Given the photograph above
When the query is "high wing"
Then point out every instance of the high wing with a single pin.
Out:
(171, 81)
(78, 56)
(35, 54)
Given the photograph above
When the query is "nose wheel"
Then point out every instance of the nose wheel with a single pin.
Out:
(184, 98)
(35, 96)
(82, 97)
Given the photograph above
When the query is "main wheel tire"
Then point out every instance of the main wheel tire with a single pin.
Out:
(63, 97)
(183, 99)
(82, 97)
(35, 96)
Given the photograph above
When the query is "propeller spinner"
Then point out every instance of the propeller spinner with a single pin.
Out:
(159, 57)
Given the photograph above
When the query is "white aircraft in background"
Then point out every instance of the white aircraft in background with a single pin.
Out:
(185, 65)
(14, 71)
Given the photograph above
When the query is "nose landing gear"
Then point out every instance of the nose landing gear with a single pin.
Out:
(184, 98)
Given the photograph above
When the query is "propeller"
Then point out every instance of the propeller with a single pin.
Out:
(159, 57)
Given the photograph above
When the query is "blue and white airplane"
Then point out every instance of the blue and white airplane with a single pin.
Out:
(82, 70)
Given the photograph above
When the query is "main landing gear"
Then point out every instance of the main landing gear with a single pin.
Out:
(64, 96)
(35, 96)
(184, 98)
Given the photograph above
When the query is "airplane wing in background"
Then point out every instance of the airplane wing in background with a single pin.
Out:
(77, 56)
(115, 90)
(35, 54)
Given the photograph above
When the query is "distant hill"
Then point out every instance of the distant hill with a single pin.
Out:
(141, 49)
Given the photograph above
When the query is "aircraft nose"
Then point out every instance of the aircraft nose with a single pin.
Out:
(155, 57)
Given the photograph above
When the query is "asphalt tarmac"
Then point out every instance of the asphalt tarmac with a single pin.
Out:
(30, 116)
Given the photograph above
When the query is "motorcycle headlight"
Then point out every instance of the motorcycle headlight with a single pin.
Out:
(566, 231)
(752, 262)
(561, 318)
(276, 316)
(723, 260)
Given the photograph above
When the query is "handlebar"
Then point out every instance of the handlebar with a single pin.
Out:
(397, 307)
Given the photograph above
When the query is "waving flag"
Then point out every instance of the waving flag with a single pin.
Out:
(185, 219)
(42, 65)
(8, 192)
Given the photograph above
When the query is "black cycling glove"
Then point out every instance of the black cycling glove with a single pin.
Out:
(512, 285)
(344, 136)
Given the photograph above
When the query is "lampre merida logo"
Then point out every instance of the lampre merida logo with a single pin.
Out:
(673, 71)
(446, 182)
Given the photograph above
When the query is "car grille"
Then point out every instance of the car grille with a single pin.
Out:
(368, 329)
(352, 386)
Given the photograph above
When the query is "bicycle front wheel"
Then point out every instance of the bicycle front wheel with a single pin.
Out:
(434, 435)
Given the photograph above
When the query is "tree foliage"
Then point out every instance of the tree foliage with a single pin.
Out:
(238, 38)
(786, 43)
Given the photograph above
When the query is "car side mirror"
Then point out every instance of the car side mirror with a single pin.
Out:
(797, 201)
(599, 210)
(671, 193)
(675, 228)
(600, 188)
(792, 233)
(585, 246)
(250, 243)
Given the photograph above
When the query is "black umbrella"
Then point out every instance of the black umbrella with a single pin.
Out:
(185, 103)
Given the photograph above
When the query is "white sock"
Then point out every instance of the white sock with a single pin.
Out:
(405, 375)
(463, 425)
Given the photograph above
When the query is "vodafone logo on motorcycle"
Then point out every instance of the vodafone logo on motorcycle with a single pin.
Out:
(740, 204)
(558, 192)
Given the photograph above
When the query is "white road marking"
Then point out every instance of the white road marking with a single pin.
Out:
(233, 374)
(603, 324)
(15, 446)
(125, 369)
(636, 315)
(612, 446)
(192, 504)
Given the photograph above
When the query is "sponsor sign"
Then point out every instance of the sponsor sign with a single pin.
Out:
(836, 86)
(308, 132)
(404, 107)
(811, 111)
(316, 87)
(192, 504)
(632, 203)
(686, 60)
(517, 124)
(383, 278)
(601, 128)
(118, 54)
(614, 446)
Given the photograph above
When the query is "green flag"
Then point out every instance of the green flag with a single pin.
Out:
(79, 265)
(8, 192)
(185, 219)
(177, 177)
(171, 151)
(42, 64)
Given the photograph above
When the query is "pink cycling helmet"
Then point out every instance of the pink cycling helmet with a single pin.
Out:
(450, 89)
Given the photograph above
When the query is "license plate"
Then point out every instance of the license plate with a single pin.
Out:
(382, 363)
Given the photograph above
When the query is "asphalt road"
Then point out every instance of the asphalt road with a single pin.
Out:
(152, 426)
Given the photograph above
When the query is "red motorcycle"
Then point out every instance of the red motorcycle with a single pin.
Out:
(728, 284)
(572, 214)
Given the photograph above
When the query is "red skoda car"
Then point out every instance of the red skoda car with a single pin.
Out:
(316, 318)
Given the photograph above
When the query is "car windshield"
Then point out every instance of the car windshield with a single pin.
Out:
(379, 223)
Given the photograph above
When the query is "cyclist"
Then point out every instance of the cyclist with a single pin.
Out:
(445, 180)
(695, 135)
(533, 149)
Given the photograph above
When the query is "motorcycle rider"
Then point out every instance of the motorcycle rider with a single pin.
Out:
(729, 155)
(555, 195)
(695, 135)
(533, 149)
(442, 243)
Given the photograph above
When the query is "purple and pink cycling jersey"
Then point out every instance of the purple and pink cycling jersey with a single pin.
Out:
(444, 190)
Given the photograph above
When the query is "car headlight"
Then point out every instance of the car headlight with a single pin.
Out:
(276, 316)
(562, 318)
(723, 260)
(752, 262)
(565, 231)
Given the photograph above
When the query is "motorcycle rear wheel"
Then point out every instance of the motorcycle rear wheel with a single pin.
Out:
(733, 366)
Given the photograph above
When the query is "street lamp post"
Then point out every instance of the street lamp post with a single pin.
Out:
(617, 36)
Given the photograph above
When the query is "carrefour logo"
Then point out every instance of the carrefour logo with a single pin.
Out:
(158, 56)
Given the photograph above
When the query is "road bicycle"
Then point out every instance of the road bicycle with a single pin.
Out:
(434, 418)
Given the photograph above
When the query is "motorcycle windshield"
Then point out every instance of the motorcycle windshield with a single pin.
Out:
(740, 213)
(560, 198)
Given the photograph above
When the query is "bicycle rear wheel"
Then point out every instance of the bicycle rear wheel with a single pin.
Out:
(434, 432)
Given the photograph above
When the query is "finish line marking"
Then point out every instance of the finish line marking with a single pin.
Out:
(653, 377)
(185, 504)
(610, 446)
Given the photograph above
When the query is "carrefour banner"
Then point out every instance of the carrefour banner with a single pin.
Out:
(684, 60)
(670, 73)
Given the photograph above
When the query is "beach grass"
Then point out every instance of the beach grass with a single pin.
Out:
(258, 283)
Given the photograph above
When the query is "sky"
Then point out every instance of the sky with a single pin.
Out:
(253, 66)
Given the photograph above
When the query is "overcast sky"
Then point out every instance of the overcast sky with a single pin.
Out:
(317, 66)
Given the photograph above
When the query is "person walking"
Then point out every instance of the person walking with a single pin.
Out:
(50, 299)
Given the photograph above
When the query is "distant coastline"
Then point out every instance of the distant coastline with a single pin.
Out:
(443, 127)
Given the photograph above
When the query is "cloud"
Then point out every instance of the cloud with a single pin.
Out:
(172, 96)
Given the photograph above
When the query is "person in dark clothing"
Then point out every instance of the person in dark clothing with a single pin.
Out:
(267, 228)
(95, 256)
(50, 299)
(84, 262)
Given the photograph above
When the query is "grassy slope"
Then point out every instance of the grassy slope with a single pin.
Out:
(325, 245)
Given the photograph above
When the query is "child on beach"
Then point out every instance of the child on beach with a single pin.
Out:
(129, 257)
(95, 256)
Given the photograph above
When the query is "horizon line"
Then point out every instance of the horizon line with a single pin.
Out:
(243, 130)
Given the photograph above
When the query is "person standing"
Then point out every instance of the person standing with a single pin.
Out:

+ + +

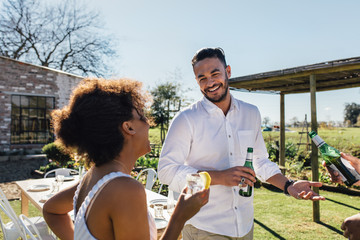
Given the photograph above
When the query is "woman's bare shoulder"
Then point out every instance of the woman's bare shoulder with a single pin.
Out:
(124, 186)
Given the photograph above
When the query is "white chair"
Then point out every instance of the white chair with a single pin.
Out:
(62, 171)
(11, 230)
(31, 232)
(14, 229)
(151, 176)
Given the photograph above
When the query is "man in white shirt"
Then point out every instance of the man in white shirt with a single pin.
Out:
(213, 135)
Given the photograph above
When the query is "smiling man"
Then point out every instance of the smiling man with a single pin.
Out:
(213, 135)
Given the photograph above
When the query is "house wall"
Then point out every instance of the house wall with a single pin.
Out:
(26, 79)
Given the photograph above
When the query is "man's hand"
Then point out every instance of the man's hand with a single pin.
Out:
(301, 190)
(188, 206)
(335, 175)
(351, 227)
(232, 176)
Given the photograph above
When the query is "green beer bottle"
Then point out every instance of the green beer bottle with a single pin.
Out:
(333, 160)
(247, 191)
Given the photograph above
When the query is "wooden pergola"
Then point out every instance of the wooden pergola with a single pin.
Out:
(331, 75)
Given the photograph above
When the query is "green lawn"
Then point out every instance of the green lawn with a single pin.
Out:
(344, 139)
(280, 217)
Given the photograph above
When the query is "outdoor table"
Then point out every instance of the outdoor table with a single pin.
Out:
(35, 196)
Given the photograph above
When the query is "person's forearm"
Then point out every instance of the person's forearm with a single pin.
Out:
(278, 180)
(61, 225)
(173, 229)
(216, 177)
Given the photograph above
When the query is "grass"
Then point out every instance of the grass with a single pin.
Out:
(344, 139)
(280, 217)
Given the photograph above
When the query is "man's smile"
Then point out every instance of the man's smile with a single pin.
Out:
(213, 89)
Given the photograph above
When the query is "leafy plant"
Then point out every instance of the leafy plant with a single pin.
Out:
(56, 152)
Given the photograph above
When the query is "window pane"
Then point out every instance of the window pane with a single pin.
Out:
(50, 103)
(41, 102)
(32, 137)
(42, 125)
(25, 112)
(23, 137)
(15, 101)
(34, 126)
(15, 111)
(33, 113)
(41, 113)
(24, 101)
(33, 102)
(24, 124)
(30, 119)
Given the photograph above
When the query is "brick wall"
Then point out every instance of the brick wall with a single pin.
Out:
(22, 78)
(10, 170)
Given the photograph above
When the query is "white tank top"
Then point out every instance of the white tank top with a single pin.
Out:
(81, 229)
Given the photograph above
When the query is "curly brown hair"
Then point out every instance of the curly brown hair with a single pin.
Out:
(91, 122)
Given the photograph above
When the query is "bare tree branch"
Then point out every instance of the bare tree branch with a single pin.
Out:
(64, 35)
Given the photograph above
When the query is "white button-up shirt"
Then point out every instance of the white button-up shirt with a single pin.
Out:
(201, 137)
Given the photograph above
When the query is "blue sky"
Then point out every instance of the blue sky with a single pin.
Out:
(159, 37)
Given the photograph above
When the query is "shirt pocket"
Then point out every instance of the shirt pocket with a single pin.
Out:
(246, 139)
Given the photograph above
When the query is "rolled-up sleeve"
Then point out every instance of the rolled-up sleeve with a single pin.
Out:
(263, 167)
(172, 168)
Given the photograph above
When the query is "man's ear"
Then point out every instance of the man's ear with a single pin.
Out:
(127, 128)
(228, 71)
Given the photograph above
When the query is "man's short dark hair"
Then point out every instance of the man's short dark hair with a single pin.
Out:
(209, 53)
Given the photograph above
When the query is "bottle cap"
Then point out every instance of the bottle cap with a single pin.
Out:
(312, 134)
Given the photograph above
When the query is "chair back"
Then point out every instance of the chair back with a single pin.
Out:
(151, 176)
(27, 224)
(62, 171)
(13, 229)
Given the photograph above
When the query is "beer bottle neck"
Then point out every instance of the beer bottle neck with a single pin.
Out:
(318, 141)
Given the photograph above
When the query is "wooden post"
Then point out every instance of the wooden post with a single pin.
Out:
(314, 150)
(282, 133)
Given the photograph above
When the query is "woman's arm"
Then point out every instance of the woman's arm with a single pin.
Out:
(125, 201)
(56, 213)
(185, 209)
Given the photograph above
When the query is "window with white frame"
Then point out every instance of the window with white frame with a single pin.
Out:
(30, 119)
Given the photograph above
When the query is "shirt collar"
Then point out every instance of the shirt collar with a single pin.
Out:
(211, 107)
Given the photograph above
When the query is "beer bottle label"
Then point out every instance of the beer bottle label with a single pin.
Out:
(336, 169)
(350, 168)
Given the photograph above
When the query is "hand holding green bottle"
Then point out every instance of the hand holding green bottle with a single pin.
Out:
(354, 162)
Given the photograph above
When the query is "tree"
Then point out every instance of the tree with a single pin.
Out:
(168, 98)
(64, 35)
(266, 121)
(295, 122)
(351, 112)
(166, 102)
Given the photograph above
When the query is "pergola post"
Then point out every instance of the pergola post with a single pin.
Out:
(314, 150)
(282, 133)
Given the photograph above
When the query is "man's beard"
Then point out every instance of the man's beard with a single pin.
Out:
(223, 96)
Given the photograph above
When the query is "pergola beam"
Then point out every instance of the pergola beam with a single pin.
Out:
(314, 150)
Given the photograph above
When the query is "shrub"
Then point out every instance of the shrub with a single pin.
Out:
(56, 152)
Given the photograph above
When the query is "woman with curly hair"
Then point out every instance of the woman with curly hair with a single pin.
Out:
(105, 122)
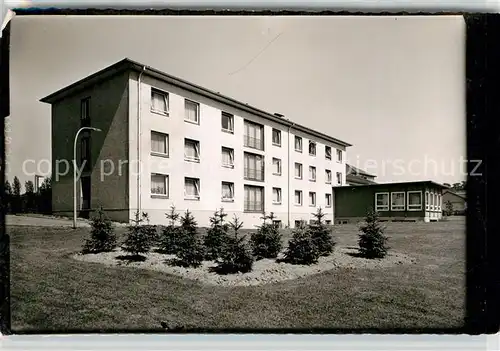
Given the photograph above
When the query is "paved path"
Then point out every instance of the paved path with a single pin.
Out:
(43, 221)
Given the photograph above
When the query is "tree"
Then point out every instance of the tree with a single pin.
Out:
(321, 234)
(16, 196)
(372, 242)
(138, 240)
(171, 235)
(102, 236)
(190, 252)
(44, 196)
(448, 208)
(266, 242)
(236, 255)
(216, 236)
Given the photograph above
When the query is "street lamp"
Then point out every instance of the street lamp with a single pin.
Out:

+ + +

Pull out each line of the items above that contains the string "short", copying every such line unchanged.

When the query is "man's short dark hair"
Then point out every instance of the man's short dark hair with a single pin.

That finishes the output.